Provided information
□ □ □ □ □

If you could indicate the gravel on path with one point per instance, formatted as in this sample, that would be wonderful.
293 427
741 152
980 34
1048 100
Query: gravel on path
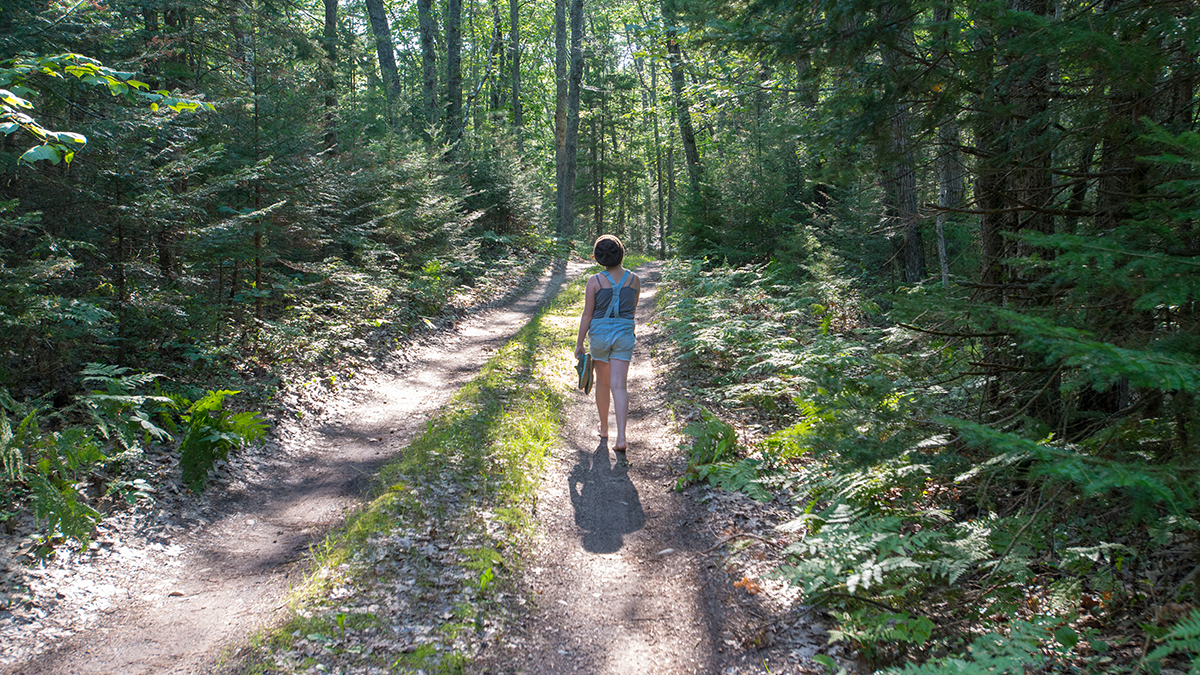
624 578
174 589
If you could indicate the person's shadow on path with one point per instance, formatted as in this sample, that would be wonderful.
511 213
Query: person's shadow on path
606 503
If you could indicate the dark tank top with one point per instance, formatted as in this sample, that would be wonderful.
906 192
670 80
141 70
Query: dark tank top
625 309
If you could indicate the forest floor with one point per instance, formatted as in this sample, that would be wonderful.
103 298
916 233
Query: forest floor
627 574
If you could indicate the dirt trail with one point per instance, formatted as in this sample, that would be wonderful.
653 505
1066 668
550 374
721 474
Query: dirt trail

□ □ □ □ □

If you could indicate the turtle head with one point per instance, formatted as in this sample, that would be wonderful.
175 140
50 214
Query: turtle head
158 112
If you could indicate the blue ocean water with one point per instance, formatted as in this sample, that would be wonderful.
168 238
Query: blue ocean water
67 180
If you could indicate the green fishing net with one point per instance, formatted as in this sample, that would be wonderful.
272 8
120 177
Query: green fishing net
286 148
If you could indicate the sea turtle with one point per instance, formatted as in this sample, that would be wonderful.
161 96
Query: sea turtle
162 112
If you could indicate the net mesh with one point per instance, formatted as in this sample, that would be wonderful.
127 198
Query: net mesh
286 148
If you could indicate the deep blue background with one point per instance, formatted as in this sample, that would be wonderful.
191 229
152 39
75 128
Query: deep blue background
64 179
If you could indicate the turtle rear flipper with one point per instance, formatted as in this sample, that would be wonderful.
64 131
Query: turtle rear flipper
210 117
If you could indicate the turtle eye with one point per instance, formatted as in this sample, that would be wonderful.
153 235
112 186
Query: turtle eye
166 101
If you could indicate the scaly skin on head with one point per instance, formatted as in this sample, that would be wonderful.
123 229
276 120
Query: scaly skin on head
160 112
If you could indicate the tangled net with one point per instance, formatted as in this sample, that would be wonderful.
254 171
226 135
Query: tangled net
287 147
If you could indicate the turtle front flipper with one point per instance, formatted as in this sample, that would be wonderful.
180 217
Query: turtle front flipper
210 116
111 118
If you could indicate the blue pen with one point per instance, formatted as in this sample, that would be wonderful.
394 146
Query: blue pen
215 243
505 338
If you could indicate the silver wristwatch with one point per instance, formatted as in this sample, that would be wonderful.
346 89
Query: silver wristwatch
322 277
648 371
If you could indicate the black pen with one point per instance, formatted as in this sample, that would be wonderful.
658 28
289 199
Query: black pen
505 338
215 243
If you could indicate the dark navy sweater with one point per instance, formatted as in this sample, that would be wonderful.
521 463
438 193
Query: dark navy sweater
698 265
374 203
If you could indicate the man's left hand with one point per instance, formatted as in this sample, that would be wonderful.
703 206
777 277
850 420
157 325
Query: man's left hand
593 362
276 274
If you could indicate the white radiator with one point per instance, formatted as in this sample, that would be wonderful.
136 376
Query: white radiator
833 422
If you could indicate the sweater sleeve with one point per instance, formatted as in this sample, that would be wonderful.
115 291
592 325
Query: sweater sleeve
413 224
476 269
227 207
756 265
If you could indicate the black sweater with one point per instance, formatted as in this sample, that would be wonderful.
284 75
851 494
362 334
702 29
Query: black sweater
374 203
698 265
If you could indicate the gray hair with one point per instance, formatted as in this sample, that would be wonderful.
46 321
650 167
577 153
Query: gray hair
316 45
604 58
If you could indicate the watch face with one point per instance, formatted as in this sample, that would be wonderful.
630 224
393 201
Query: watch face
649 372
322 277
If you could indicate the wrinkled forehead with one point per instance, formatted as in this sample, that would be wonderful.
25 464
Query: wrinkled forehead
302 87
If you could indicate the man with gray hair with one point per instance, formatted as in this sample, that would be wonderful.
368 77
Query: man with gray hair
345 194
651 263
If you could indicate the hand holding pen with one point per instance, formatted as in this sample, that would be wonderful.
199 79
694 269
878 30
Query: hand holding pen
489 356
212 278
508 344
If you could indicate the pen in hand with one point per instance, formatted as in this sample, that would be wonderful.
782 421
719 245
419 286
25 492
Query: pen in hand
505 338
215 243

□ □ □ □ □

Task objective
Pull out each line of the material above that contains the word "mesh". Case matters.

Result below
If you could indicate the net mesh with one point per instance, formatted as in this sample, that would be wonderful.
Query: net mesh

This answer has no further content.